OBJECTIVE 1:
Answer these questions from the article about Zell Miller's book, one line each:
(a) What is the full title of Miller's book?
(b) In what month is the book scheduled to reach bookstores?
(c) Who chose Miller to replace Sen. Paul Coverdell?
OBJECTIVE 2:
Carry on the article about Zell Miller's book from its last sentence.

───── QUOTED TEXT

Posted on 09/08/2003 7:59:35 AM PDT by PJ-Comix

   ''If this is a national party, sushi is our national dish. If this is a national party, surfboarding has become our national pastime. These people leading our party and those asking to lead our party are like a bunch of naive fraternity boys who don't know what they don't know.''

   So writes Georgia Sen. Zell B. Miller, lifelong Democrat, in a new book excoriating his political party and suggesting the national Democratic Party is on the brink of suicide.

   Entitled ''A National Party No More: The Conscience of a Conservative Democrat,'' Miller's tome is not scheduled to hit the bookstores until November, but it is already stirring a firestorm of controversy among insiders who have seen some or all of its contents.

   On one level, the Miller book tears into the Democratic Party, which nurtured and supported him through a half century of political battles. Old faithful donkeys will be outraged.

   On a second front, a fuss is developing over who is to publish the book - a brand-new outfit called Stroud & Hall or Mercer University Press.

   Stroud & Hall is the brainchild of Cecil Staton, former head of Mercer Press and an unsuccessful Republican candidate for Congress last year. Staton is still a member of the Mercer faculty. Mercer officials say the Miller manuscript may rightfully belong to them. We'll leave the legal infighting aside.

   For now, let's consider Miller's all-out attack on the party that carried him to victory as a town mayor, a state senator, a lieutenant governor and governor.

   Because he wore a Democratic label, Gov. Roy Barnes turned to Miller as a replacement for Republican Sen. Paul Coverdell after Coverdell died in 2000.

──────────
───── SUPPLIED ENTRIES

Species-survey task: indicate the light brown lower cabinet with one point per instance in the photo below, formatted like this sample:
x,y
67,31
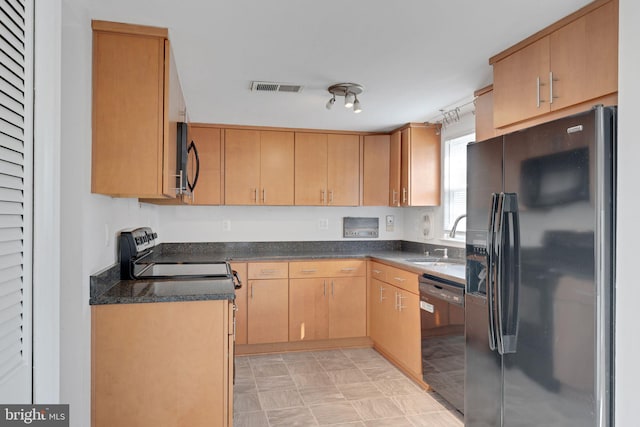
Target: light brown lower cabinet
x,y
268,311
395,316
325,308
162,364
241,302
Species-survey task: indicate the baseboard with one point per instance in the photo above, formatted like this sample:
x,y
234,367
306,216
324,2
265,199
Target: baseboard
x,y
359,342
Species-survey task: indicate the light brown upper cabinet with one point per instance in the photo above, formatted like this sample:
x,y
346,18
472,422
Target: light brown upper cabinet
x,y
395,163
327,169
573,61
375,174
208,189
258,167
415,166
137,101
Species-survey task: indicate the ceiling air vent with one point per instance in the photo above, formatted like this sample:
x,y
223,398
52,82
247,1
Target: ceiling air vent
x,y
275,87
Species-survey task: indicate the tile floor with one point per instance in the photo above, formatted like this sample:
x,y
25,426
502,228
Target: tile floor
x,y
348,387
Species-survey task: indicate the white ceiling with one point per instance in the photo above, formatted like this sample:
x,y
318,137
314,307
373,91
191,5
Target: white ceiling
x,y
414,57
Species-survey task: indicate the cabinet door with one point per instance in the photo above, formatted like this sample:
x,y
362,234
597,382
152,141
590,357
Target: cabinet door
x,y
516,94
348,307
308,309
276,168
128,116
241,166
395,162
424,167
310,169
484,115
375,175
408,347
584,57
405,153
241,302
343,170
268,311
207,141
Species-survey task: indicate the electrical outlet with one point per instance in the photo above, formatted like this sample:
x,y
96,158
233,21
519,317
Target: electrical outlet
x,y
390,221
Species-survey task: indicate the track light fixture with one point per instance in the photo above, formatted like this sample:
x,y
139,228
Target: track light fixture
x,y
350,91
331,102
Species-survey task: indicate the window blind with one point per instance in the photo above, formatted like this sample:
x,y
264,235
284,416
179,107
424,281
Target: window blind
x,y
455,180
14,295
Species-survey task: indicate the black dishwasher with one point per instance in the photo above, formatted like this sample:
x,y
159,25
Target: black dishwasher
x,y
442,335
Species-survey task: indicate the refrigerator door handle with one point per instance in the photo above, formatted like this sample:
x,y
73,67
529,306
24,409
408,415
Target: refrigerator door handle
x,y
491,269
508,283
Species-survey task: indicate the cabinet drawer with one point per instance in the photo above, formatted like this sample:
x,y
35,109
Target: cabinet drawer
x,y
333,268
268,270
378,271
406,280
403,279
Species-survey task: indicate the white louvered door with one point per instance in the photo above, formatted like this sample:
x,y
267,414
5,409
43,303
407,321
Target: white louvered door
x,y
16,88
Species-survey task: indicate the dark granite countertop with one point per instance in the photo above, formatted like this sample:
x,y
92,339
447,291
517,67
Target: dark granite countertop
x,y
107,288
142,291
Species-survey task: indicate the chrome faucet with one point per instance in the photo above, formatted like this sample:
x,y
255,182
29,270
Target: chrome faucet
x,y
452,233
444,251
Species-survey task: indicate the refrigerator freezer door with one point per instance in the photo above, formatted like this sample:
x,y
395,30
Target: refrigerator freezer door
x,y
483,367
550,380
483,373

──────────
───── SUPPLIED ENTRIES

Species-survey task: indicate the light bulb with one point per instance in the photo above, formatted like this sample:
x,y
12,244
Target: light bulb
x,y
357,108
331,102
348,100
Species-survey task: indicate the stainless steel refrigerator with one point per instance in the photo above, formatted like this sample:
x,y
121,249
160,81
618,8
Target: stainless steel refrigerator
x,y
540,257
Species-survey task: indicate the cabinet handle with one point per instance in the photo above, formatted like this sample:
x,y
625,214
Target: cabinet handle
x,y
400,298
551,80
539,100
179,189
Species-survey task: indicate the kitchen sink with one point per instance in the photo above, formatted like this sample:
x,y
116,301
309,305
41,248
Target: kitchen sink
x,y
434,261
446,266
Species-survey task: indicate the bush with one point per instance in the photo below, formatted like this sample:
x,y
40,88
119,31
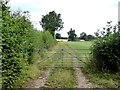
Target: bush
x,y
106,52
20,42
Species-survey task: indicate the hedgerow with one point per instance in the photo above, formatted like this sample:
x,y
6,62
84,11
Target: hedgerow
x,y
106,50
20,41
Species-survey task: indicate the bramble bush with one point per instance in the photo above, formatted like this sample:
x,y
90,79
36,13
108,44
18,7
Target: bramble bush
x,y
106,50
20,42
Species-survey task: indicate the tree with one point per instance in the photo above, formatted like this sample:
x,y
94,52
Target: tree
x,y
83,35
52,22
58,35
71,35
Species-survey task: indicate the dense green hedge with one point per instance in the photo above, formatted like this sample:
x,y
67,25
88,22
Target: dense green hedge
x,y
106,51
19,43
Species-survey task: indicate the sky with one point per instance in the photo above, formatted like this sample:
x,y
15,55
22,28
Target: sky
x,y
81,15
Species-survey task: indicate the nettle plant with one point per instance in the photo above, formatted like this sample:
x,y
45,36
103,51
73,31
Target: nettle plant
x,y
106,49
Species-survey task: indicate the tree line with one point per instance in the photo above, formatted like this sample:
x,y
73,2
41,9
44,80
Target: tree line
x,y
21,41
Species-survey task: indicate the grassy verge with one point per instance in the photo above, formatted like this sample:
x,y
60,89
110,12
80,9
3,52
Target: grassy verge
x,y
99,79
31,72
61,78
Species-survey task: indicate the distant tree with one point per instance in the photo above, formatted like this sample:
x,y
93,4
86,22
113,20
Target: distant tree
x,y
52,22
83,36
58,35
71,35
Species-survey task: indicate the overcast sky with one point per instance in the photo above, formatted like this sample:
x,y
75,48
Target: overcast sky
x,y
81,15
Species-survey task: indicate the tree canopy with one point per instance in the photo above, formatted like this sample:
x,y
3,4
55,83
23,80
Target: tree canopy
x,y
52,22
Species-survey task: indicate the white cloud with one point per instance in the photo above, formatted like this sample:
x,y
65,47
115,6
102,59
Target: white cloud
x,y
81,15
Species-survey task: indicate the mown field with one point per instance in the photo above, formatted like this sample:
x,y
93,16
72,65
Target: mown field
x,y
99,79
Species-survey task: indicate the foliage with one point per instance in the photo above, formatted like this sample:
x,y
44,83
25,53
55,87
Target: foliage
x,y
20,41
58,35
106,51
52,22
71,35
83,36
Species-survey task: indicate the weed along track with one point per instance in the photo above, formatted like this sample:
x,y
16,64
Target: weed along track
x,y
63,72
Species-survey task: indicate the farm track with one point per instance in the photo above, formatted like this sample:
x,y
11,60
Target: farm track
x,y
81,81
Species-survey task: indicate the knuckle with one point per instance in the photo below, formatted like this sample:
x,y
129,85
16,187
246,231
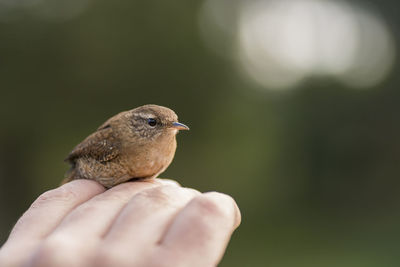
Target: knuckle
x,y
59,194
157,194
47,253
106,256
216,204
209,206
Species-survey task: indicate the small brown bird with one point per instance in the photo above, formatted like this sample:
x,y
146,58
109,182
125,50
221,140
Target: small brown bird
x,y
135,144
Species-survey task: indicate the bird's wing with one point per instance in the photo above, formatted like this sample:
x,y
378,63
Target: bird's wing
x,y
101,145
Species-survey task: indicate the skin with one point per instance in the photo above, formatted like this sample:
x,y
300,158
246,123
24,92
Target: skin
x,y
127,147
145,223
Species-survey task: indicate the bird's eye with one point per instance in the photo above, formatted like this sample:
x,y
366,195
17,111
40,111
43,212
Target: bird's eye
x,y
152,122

──────────
───── SUPPLIED ENTRIES

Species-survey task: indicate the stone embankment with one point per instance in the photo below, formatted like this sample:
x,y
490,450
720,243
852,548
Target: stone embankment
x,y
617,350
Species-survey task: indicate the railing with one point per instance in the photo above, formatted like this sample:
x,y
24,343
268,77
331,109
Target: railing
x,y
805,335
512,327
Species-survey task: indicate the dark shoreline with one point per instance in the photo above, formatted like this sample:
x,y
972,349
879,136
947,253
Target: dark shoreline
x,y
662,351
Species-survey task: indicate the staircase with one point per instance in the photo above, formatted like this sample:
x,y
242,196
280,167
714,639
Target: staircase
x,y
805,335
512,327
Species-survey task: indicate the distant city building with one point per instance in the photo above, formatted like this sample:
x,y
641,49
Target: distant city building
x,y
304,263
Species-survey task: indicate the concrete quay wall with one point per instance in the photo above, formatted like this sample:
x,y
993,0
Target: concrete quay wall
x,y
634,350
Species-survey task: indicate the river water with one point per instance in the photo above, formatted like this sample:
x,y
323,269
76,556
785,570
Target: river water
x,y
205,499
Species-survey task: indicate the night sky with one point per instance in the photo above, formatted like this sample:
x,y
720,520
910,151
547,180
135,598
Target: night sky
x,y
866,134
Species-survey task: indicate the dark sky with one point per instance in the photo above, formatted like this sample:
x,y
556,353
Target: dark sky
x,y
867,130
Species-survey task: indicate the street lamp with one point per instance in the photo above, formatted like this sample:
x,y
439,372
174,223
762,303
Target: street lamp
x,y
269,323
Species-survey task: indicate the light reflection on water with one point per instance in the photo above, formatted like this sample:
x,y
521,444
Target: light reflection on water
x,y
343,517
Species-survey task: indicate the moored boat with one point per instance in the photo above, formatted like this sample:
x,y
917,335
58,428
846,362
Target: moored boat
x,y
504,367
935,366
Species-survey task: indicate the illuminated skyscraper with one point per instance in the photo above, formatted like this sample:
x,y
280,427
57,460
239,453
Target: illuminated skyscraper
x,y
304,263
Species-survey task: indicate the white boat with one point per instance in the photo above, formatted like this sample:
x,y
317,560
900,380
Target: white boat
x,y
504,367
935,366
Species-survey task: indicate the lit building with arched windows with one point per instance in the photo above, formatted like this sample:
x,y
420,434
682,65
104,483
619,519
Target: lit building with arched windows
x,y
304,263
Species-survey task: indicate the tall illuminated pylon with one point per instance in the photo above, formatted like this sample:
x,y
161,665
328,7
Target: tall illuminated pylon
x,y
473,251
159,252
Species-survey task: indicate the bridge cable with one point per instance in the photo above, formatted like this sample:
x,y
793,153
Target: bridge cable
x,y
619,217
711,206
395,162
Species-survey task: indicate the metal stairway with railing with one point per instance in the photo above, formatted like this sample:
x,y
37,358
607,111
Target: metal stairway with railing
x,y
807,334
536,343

──────────

FINAL ANSWER 1:
(a) "A National Party No More: The Conscience of a Conservative Democrat"
(b) November
(c) Gov. Roy Barnes

FINAL ANSWER 2:
   After his appointment, Miller easily won election to complete Coverdell's term. Considered the most popular homegrown politician in the state, Miller announced in January he would not seek re-election.

   Miller's broadside attack on the Democrats is hardly shocking. Almost from the day he arrived in Washington, he broke with the Senate Democratic leadership on a number of key issues. He favored confirming John Ashcroft as attorney general; he supported President Bush's tax cuts and war initiatives; he even fought for a change in the Senate filibuster rules to allow approval of Republican judicial appointments.

   He became a pariah among Democrats whom he had once defended. His former very good friend and supporter, Sen. Hillary Clinton, snubbed him in her recent best-selling book, "Living History." Other national Democrats snarl when they hear his name.

   But Miller has always had a second sense about the feelings of the voters back in Georgia. He urged fellow Georgia Democrat Sen. Max Cleland to follow his lead in last year's election, but Cleland shrugged off Miller's advice and endorsed the agenda of the national Democrats. Republican Saxby Chambliss defeated incumbent Cleland decisively.

   Figuring his career in elective politics is at an end, the 71-year-old Miller has decided not to go quietly into the good Georgia night.

   Here's a sample of Miller's sentiments as expressed in ''A National Party No More'':

    ''And so, Mr. Miller went to Washington. I wish I could say the experience has been like Jimmy Stewart's 'Mr. Smith Goes to Washington.' ... Unfortunately, what I discovered in Washington was truth, and truth did not set me free. It filled me with anger on behalf of Americans.''

    ''The Democratic Party will never nominate a candidate capable of winning nationwide until it abandons the suicidal compulsion of allowing Iowa and New Hampshire to be the tail that always wags the Democratic donkey. New Hampshire is a great state, but a microcosm of America it is not.''

    ''Because the advocacy groups have come between the Democratic Party and the people, it is no longer a link to most Americans. Each group has become more important than the sum of the whole. It is a national party no more. It is a national party no more. (sic) So, bang the drum slowly, and play the fife lowly, for the sun is setting over a waiting grave.''

   Griffin Bell, President Jimmy Carter's Democratic attorney general, has written the foreword for the book.

   When broadcast blowhards such as Rush Limbaugh and Bill O'Reilly assail the Democratic Party, most of us ignore them. But when a Southern pillar of Democratic politics writes his party's obituary, a scary thought comes to mind: We may be left with a one-party national government. And that is not a good thing, no matter which team is in absolute control.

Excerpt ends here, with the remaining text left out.